* [DESCRIPTION OF THE TASK]:
The lines to copy from the listing below are those that contain the string "phrase".

[[ STUDY MATERIAL open ]]

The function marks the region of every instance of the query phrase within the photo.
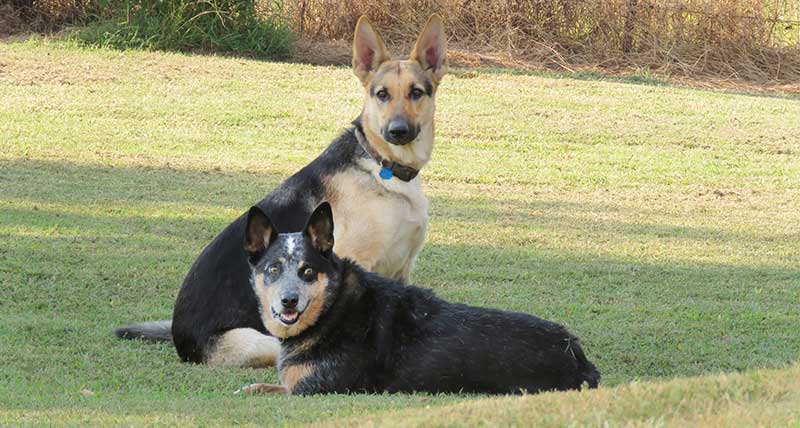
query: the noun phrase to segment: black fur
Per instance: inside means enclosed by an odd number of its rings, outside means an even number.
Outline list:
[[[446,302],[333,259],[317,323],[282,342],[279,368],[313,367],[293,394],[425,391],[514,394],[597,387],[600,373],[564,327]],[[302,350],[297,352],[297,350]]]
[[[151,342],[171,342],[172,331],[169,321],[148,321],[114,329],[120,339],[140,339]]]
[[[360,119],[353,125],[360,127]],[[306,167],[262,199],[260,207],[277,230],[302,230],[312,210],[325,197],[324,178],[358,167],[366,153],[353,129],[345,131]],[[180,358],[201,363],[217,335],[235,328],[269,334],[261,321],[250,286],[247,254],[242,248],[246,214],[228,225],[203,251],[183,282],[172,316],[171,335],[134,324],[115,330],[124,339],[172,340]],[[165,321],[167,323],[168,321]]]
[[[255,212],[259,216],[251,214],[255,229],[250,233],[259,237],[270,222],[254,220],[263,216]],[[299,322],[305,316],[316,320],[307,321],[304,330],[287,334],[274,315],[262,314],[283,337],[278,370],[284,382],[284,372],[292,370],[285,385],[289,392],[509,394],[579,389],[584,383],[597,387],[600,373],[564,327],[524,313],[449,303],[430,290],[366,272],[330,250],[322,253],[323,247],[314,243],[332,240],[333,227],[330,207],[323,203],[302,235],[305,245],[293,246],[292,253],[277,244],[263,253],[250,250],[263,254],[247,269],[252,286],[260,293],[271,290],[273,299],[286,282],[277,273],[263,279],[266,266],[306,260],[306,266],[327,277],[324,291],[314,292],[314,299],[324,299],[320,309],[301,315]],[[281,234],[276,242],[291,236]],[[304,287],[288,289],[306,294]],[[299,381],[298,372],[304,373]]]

[[ STUDY MATERIAL closed ]]
[[ STUDY MATERIAL open ]]

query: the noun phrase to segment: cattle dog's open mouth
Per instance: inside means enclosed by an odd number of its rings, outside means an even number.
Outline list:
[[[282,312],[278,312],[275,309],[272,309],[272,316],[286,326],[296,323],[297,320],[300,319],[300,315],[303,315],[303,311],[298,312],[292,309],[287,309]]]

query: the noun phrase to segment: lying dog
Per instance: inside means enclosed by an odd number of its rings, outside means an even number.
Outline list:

[[ STUDY MATERIAL closed ]]
[[ STUDY MATERIAL open ]]

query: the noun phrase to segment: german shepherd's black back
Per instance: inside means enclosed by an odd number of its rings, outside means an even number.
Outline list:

[[ STUDY MATERIAL closed ]]

* [OUTPUT OF THE EXERCISE]:
The function marks the region of every instance of the query phrase within the photo.
query: the noun phrase to segment: black fur
query: the noun phrase to segment: cattle dog's open mouth
query: the noun phrase to segment: lying dog
query: the noun phrase to segment: german shepherd's black back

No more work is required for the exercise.